==== RAW RECORDS
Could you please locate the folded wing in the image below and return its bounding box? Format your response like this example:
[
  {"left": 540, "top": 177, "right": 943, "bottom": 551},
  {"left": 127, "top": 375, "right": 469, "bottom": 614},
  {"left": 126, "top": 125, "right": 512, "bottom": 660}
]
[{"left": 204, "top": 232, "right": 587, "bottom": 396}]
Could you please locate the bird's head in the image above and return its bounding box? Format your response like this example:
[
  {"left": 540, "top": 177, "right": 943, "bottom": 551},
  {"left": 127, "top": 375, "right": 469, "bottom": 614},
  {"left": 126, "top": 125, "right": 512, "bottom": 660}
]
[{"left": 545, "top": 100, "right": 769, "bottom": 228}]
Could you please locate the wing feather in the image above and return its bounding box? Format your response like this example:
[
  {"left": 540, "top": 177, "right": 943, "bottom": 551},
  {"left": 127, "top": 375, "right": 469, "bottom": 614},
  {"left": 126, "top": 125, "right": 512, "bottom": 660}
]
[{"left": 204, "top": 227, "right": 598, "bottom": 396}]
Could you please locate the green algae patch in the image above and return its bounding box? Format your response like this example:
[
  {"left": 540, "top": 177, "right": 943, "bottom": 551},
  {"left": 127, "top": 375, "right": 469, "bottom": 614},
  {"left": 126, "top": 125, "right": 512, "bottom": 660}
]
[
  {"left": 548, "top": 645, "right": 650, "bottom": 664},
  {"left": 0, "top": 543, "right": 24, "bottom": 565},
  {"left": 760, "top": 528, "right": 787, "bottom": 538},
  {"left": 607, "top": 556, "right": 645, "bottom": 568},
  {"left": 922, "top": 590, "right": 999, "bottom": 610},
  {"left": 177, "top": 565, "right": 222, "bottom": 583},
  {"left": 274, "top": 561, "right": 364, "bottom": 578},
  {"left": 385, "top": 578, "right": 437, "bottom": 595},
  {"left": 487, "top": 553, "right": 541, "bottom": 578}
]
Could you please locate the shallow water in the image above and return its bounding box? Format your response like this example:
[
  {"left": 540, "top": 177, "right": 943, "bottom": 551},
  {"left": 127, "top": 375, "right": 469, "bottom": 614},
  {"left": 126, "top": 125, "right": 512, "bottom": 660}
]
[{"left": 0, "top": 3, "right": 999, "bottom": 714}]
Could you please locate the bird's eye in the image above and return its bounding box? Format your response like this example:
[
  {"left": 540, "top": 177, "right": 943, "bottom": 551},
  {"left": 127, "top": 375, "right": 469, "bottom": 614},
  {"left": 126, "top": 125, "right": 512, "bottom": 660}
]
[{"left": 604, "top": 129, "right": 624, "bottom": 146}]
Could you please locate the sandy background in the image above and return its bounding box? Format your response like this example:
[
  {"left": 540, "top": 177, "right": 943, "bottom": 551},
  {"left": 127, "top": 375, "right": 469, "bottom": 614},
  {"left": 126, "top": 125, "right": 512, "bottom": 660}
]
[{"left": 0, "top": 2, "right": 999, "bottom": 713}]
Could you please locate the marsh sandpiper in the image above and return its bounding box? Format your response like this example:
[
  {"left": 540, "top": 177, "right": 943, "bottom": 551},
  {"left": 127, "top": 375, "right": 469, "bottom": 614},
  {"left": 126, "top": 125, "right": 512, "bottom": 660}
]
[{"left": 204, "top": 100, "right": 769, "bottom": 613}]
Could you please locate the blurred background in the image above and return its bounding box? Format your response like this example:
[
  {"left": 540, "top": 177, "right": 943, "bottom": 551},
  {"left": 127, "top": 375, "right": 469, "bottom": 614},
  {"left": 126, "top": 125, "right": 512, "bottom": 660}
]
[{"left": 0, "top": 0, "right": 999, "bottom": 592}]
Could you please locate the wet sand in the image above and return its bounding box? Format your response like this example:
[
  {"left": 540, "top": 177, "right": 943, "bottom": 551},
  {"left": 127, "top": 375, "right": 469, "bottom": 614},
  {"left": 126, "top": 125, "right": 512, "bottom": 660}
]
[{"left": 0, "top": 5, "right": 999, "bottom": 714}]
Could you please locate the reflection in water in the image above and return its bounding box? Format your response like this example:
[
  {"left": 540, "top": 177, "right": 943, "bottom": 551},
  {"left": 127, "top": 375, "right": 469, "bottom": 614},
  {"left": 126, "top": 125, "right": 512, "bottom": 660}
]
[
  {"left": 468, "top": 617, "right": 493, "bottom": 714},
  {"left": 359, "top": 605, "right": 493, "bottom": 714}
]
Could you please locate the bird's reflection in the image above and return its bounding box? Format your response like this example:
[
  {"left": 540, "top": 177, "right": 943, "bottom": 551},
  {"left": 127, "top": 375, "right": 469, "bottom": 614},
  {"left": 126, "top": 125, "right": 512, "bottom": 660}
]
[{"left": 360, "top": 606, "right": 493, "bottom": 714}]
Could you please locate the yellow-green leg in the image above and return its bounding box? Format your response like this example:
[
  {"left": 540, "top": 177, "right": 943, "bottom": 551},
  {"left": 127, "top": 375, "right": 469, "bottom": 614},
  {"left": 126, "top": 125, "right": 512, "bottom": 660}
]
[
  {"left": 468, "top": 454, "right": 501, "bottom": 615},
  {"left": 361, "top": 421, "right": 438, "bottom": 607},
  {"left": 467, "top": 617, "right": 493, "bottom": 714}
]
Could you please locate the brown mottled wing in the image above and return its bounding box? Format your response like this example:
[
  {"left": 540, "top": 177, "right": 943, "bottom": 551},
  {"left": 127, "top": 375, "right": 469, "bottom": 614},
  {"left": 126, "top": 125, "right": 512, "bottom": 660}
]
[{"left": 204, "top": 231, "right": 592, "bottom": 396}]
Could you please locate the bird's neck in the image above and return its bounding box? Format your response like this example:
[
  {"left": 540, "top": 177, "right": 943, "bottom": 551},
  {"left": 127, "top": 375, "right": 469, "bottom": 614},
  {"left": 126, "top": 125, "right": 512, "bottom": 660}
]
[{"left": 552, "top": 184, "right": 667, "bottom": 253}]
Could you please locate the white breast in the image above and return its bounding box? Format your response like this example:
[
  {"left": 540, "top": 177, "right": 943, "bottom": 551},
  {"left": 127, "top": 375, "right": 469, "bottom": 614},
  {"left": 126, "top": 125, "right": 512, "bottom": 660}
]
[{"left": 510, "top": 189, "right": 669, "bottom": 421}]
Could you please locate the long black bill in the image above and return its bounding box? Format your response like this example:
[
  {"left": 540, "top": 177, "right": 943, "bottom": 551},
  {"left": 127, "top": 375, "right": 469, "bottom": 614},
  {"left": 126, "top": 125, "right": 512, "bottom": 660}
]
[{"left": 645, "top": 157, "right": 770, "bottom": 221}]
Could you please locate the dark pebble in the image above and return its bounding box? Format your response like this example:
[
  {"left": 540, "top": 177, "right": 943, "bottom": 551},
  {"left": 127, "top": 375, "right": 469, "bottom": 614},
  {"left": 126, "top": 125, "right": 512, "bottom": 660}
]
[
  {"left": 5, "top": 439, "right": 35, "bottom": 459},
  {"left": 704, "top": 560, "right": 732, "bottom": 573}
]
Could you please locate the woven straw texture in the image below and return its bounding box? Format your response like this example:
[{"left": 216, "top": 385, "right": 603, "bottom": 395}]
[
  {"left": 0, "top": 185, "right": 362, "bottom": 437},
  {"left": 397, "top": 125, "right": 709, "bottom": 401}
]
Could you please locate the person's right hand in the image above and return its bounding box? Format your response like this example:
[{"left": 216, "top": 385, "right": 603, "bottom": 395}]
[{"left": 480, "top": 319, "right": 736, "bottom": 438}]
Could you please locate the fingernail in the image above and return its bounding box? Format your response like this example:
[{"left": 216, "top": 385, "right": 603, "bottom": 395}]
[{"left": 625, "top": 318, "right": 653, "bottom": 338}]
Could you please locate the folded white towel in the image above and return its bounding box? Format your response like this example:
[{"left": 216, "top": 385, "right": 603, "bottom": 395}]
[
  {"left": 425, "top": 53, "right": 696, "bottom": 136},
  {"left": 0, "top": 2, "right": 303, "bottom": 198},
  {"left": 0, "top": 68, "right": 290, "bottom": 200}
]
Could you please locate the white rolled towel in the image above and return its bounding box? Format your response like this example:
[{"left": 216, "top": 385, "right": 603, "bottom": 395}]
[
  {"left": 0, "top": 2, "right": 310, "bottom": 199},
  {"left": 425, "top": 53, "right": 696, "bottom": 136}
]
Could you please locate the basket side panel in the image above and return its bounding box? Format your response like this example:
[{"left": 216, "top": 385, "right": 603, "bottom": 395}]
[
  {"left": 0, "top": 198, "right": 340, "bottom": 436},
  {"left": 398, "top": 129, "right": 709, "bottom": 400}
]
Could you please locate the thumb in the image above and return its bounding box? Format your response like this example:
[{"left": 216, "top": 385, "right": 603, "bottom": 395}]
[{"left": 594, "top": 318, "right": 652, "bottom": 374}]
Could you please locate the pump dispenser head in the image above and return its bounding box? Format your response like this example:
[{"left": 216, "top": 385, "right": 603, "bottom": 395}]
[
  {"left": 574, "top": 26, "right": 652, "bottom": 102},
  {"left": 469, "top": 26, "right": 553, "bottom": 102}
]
========
Only the lines from the one containing "Could you please locate the thumb" through the end of the entries above belong in the answer; repeat them exactly.

→ **WRITTEN SOLUTION**:
Could you please locate the thumb in the image above and return its bounding box? Format your response like this example:
[{"left": 216, "top": 385, "right": 603, "bottom": 395}]
[{"left": 594, "top": 318, "right": 652, "bottom": 374}]
Could you please locate the pump dispenser head in the image above and return its bounding box? Format your response like this example:
[{"left": 216, "top": 385, "right": 603, "bottom": 395}]
[
  {"left": 574, "top": 26, "right": 652, "bottom": 102},
  {"left": 469, "top": 26, "right": 553, "bottom": 102}
]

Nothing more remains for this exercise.